▸ **ЧТО ТРЕБУЕТСЯ СДЕЛАТЬ**
Перепечатайте без изменений все записи от самого начала вниз до строки, содержащей «point(520, 722)», включительно.

★ ★ ★ ★

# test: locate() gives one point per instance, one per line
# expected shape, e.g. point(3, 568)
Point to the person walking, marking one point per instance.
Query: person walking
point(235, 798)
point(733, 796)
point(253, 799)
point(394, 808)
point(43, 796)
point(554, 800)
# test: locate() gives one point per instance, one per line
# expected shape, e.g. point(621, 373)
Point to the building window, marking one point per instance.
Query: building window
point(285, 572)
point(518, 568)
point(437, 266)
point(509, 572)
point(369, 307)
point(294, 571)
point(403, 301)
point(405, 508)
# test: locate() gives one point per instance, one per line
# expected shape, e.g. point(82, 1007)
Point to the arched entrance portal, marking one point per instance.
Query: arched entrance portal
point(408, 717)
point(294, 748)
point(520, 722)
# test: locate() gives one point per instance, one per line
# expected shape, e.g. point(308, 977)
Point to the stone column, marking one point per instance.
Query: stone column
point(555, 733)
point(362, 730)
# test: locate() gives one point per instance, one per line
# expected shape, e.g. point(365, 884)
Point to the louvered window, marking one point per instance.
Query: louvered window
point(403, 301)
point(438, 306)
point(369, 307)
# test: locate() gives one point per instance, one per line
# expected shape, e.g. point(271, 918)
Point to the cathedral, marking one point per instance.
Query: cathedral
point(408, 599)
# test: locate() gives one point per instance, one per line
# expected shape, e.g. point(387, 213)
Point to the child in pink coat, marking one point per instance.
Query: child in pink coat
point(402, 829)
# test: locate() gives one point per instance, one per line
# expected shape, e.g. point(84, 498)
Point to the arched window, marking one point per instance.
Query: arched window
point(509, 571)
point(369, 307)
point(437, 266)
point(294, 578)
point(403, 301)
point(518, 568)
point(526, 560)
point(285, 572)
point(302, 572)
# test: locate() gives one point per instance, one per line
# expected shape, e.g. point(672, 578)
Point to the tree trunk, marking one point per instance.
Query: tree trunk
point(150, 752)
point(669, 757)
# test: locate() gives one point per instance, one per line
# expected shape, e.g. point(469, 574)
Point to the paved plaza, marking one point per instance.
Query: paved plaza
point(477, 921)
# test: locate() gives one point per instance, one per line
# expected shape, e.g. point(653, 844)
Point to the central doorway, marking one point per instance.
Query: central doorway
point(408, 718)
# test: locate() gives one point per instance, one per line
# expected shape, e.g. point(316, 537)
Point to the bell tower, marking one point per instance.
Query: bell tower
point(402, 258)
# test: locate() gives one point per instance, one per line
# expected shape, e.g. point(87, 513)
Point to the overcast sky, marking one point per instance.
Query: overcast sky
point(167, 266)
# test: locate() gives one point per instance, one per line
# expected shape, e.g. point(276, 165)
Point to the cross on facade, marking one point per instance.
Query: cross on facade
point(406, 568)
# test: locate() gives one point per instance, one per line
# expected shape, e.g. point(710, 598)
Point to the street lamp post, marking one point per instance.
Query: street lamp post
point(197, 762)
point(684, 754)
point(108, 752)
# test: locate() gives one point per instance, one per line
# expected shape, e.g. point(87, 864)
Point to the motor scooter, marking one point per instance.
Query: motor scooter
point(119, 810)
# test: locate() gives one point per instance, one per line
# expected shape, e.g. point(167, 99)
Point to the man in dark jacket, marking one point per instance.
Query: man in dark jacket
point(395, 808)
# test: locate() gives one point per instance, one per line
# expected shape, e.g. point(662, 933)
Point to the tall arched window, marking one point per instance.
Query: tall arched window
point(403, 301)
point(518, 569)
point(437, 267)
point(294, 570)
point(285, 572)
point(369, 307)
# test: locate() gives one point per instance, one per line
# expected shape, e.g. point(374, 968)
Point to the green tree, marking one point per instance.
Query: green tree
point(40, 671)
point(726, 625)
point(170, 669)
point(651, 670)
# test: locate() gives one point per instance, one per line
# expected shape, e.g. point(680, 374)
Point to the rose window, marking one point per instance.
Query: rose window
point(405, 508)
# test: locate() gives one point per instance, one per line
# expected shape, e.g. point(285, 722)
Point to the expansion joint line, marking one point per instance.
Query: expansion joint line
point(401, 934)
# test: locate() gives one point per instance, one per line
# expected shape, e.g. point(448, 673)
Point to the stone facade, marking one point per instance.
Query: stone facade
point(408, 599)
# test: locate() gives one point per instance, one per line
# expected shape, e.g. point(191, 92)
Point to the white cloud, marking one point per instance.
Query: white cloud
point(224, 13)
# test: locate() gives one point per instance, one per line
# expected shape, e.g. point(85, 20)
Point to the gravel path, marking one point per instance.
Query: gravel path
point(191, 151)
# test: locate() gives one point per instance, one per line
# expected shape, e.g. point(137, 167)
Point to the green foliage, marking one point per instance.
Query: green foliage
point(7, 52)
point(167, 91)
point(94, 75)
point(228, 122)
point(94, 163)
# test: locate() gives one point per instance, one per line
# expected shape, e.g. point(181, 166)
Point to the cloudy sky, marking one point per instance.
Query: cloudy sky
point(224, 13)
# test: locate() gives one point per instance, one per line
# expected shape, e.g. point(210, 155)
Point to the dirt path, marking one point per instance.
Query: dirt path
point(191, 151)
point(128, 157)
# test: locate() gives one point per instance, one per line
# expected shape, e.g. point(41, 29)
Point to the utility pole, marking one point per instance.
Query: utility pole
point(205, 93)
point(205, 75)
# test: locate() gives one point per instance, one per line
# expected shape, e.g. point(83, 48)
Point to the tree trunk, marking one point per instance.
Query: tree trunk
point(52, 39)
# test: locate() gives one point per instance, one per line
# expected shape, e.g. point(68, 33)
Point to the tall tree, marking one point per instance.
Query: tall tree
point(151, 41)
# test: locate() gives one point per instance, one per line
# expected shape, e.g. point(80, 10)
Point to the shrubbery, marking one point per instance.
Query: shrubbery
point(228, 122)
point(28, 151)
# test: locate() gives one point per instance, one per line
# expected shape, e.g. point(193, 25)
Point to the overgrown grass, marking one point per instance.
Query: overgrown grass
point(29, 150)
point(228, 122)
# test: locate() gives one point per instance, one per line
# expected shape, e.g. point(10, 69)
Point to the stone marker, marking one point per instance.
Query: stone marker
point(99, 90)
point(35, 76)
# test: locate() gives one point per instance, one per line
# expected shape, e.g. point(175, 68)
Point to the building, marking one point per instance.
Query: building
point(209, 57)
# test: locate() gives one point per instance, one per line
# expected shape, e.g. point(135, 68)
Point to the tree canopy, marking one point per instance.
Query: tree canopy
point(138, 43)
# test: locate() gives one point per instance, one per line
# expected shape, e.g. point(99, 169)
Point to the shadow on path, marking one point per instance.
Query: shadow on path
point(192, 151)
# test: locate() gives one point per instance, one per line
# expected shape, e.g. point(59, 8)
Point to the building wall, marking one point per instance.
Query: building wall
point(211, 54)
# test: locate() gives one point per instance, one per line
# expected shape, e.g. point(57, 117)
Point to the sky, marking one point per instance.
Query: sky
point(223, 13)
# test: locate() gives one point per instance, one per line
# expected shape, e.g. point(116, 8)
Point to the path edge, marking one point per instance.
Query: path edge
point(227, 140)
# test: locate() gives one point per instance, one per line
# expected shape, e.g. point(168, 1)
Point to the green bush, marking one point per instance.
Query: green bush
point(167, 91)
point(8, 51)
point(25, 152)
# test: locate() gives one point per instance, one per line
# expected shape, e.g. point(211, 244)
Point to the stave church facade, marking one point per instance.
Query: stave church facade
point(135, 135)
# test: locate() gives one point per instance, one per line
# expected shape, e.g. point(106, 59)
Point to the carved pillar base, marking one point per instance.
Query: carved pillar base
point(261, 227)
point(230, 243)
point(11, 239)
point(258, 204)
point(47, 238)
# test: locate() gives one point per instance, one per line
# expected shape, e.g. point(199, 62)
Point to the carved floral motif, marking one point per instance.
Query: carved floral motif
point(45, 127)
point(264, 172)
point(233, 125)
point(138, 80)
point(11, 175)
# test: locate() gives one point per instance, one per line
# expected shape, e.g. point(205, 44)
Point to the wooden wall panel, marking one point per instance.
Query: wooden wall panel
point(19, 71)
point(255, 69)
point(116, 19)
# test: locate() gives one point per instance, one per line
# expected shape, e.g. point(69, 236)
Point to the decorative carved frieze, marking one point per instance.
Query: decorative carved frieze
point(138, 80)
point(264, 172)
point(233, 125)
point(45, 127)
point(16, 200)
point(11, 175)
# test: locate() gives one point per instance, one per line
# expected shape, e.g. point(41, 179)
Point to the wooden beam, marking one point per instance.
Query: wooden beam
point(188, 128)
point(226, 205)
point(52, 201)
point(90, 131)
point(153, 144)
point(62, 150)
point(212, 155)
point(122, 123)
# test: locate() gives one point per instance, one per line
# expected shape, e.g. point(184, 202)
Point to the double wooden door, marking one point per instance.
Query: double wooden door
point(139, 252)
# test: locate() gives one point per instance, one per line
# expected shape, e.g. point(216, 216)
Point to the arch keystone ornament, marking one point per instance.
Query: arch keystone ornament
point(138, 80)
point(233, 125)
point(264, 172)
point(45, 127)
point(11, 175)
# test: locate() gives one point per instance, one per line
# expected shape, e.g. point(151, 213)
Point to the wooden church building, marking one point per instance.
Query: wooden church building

★ ★ ★ ★

▸ **ИТОГОВЫЙ РЕЗУЛЬТАТ**
# test: locate() gives one point per instance, one per line
# expected shape, e.g. point(3, 568)
Point to the person walking, marking one point per instance.
Query: person walking
point(235, 798)
point(733, 796)
point(253, 799)
point(394, 808)
point(43, 796)
point(554, 800)
# test: locate() gives one point per instance, one per line
# expected shape, e.g. point(621, 373)
Point to the building window, marking one point per instance.
Query: building window
point(285, 572)
point(518, 568)
point(437, 266)
point(509, 572)
point(369, 307)
point(294, 571)
point(403, 301)
point(405, 508)
# test: locate() gives one point per instance, one per line
# expected shape, e.g. point(82, 1007)
Point to the arched entrance portal, marking one point per instance.
Query: arched entrance portal
point(408, 717)
point(294, 748)
point(520, 722)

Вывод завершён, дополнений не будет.